# WHAT THE EXERCISE ASKS
The listing below should be copied in full, word for word.

◇ ◇ ◇

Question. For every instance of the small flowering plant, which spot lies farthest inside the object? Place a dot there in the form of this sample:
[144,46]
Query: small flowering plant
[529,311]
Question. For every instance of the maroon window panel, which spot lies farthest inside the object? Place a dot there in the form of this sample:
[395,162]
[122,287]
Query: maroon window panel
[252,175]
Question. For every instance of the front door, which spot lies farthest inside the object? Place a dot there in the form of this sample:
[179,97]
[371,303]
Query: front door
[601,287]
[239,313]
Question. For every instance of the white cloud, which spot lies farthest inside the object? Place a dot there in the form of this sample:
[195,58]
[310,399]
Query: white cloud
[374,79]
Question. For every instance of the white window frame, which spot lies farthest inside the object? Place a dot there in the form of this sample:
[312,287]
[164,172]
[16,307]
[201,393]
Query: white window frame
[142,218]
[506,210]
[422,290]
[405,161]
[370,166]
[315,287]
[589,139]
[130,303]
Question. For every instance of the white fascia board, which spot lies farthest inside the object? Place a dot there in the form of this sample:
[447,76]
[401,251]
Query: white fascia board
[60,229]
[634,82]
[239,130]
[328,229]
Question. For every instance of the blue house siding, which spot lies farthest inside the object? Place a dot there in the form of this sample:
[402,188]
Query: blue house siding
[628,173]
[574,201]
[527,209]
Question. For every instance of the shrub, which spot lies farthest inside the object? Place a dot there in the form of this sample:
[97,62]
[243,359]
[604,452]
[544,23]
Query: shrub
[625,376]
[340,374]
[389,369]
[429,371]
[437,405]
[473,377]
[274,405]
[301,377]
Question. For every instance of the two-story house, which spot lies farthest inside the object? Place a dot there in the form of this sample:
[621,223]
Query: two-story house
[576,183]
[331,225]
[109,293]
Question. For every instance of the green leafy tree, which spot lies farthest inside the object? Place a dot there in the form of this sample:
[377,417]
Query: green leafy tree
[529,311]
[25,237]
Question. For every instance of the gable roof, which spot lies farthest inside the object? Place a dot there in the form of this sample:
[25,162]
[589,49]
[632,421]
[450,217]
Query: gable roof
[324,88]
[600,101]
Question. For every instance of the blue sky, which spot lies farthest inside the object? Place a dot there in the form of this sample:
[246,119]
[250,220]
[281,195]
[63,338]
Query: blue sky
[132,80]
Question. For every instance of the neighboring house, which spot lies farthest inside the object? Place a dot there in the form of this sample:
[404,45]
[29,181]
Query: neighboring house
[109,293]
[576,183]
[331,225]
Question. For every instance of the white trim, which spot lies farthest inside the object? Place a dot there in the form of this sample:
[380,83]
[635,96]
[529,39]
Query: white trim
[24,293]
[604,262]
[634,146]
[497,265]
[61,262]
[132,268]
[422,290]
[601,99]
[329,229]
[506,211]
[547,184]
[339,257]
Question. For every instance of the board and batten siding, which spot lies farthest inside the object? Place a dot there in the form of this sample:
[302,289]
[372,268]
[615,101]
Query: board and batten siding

◇ ◇ ◇

# RESULT OF THE TASK
Question. For every instance of the small flowering plant, which spot lies farthest inside the object? Place a dot there in the form of this sample:
[144,46]
Query: small flowering plant
[529,311]
Question. For every instance of the maroon window panel, which spot lies farthest inside the object? Place a dot there in the form of this sample:
[395,162]
[122,287]
Query: maroon window panel
[252,175]
Question. For every instance of the front door, which spot lies farthest inside the object? Place a dot there in the form of this sample:
[179,97]
[371,303]
Query: front door
[601,287]
[239,313]
Question. For every instance of the white cloud, which spot lies farthest inside the object? Place a dot there in the form of this sample:
[195,58]
[310,399]
Query: white cloud
[374,79]
Question. For every instance of the white window frame, which spot lies farthest inside the object? Place a dot there in the form of this sample:
[312,287]
[164,172]
[16,307]
[201,393]
Query: white window frame
[142,218]
[506,210]
[422,290]
[405,161]
[370,166]
[315,287]
[589,139]
[130,303]
Question. For every instance of the white fascia board, which spot lies farthest inside the object? Place a dot there in the form of this sample:
[447,76]
[401,251]
Query: white fascia board
[60,229]
[634,82]
[239,130]
[328,229]
Question. For every instance of the blue house siding, which spot lies farthest inside the object? Place a dot there in the form of this sample:
[402,188]
Query: blue house siding
[628,173]
[574,201]
[527,209]
Question. For every instance of the shrub, which spot lies farthest inside the object? Place a dot there in the form of this sample:
[97,62]
[243,359]
[604,452]
[544,23]
Query: shrub
[625,376]
[340,374]
[389,369]
[429,371]
[437,405]
[473,377]
[274,405]
[301,377]
Question. For every instance of the two-story house, which spot lies farthest inside the object? Place a dot there in the form of this sample:
[621,223]
Query: two-story house
[576,183]
[331,225]
[109,293]
Question. For every instance of the green leafy tree, which spot lies farthest inside the object? Place a dot there in the form of this sample:
[377,417]
Query: green leafy tree
[529,311]
[25,237]
Question. For every instance of the gable roof, which spot lies farthest inside the object? Place a dot there in the form of this sample:
[25,162]
[589,49]
[632,421]
[450,217]
Query: gable roof
[324,88]
[600,101]
Question. For every instance of the blue sky, which spot lies farthest inside the object? Place a dot there in the form of this sample:
[246,119]
[250,220]
[281,195]
[63,338]
Query: blue sky
[132,80]
Question. For every instance of the neighboring house, which spot lies farthest inside the object? Place a dot there in the form of this sample:
[404,45]
[29,181]
Query: neighboring house
[109,293]
[576,183]
[331,225]
Question. For every instance of the white trim, which spot lies farthest inside the object? Place a dot there in the form of this sample:
[380,83]
[635,96]
[529,39]
Query: white trim
[24,293]
[604,262]
[634,146]
[497,265]
[61,262]
[132,268]
[422,290]
[601,99]
[329,229]
[506,211]
[547,184]
[339,257]
Question. For every instance of the board and batten siding, which spot lies farthest inside the object? Place a dot there in the form of this sample:
[302,289]
[372,268]
[615,101]
Query: board and batten siding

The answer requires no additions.